By episode 23, Josie Packard, who had started out as a strong businesswoman trying to keep the lumber mill alive, has become a weak subserviant nothing - completely unworked for and out of character with how she started out. Again, it's like they didn't know what to do with her. She ends up being killed, while Cooper again sees dwarfs and Bob, and inexplicably, her face then screams from a wooden drawer knob beside her bed!  This point is only returned to once (when someone seems to be talking to the walls of the hotel as he thinks she is trapped in the wood there) but is never developed or explained further.

The final episode at least attempts to draw some sort of closure to some of the characters' lives. It ends with Cooper having a nightmare chase through the red-curtained rooms of the Black Lodge, being confronted by visions, and having to bargain for Annie's life (a waitress he met and fell in love with during the latter episodes). When Cooper emerges, what we see in the mirror is Bob - Cooper has been inhabited by the parasitic creature. Cooper smashes his head against the mirror ...

Overall, the show has, I think, to sadly be judged a failure. Mainly because it seems apparent that Lynch and Frost really didn't know where to go with it once the initial Laura plot had played out. However, if you just watch the first 16 episodes, and then the final episode for the closure, then it is probably one of the finest pieces of supernatural television you will experience.

I love how it blindsides you all the time, presenting apparent clues and motivations which have no bearing on anything, how everyone is wearing a mask - no-one is quite who they appear to be - and this feeds into the underlying plot about body-hopping murderous parasites from another place. Watch out for David Duchovny (from The X-Files) playing a transvestite FBI agent, singer David Bowie in a cameo role, David Warner as Thomas Eckhardt later in the show and David Lynch himself as Cooper's deaf boss. Nothing quite like that had ever been done on television to that scale before, and I doubt ever will again.

It's easy to see why Twin Peaks gripped everyone on its first transmission ... the narrative is compelling and you want to watch next week to see how it develops. It's also easy to see why it lost audiences and was eventually cancelled - too much incidental prevarication, and not enough strong control of the overall themes and plot for people to be able to continue to connect and hook into it.

Watching the Fire Walk With Me film after seeing the series is an interesting experience. The film basically fills in a lot of what we already knew from the series - it's the final days of homecoming queen Laura Palmer - a butter-wouldn't-melt perfect girl to the world, but a drug-using, sexual predator to her close friends. It seems that Leland had been abusing her for years (or was it Bob?) until he finally kills her in a disused train carriage and dumps her body in the river ... it's not a great film to watch if you don't know the series, and doesn't add much to what the series has already revealed, but it's well made and entertaining.

I must give a final note to the music and title sequence. I loved the music from the moment I first heard it, and Angelo Badalamenti's score is still superb today. It's distinctive and really adds much to the cult feel of the show. Likewise the titles, which start with a varied thrush and then show the sawblades in the lumber mill working, and then shots of the scenery around Twin Peaks, the town sign, the mountains, waterfall and river. They are totally at odds with what the show was all about, and lead you into a false sense of calm before the storms which will unfold.

I'm glad we watched the series through, and as I say, it's certainly worth doing if you're a fan of supernatural and cult television ... just be warned about the latter half!

=======

**DESCRIPTION OF THE TASK:**
Answer these from the Twin Peaks review:
(a) Which episodes does the reviewer recommend watching?
(b) Who plays Cooper's deaf boss?
(c) Whose score does the reviewer praise?

=======

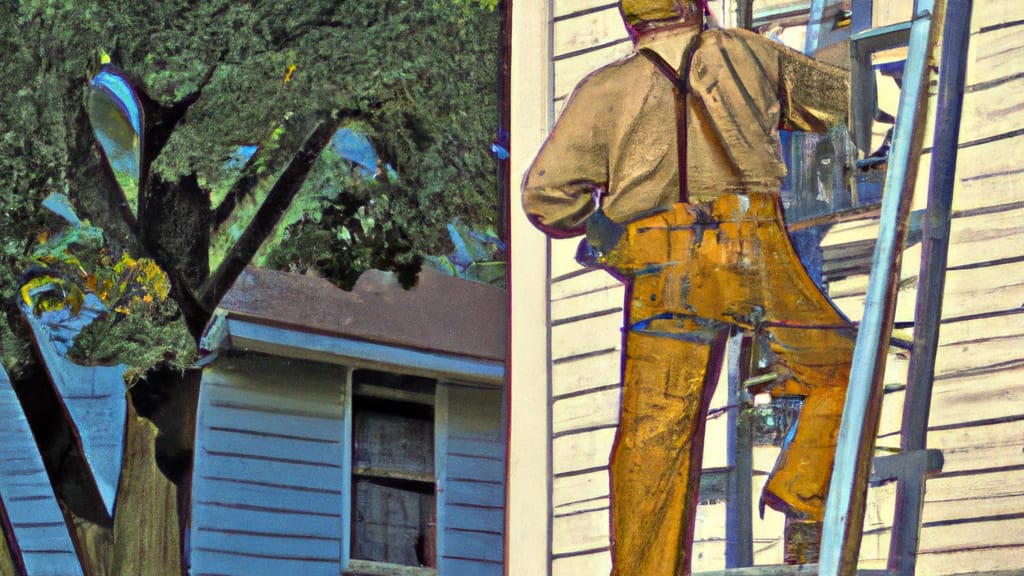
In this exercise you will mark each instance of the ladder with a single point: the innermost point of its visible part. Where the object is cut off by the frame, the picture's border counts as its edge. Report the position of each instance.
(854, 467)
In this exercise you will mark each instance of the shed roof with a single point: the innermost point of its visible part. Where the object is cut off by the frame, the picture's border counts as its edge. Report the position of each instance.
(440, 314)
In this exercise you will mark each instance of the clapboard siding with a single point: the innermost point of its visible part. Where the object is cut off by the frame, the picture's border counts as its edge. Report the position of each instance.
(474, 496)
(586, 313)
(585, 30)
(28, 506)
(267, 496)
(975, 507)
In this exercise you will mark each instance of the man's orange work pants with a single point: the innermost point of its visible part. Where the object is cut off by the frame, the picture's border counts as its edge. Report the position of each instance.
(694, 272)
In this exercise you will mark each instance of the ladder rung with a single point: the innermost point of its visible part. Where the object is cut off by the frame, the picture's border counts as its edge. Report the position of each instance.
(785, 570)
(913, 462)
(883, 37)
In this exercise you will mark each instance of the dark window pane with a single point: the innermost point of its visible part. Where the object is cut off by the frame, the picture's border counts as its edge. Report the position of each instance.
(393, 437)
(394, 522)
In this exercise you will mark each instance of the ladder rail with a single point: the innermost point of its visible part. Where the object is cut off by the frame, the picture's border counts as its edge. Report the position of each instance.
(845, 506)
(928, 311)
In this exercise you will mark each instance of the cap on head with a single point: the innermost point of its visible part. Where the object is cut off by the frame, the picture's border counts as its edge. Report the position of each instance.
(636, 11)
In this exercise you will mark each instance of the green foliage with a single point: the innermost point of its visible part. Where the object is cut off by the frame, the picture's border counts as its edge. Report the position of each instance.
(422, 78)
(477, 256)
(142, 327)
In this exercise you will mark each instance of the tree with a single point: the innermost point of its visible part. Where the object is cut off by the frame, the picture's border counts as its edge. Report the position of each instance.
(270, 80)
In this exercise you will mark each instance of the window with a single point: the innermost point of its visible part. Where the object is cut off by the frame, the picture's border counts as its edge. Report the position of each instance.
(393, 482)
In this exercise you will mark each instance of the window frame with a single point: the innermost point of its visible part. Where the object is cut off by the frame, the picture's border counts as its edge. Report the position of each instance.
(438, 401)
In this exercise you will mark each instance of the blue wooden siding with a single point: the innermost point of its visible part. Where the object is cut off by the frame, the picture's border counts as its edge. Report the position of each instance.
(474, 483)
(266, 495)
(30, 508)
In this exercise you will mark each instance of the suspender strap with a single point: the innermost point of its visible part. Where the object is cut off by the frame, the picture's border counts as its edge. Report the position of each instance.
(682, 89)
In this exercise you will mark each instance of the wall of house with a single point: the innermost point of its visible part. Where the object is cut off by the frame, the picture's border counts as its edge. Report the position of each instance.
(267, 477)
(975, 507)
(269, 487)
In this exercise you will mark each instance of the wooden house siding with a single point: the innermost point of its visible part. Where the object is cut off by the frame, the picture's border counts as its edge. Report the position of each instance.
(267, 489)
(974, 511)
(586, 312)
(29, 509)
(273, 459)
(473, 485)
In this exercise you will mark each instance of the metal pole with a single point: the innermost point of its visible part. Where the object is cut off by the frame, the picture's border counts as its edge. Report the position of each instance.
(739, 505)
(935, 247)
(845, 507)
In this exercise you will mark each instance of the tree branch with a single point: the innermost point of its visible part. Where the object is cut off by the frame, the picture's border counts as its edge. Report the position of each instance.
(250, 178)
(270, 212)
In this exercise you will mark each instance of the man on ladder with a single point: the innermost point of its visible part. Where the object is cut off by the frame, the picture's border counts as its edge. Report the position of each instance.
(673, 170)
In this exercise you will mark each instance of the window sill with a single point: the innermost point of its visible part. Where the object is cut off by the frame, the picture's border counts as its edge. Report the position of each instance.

=======

**RESPONSE:**
(a) The first 16 episodes, then the final episode
(b) David Lynch
(c) Angelo Badalamenti's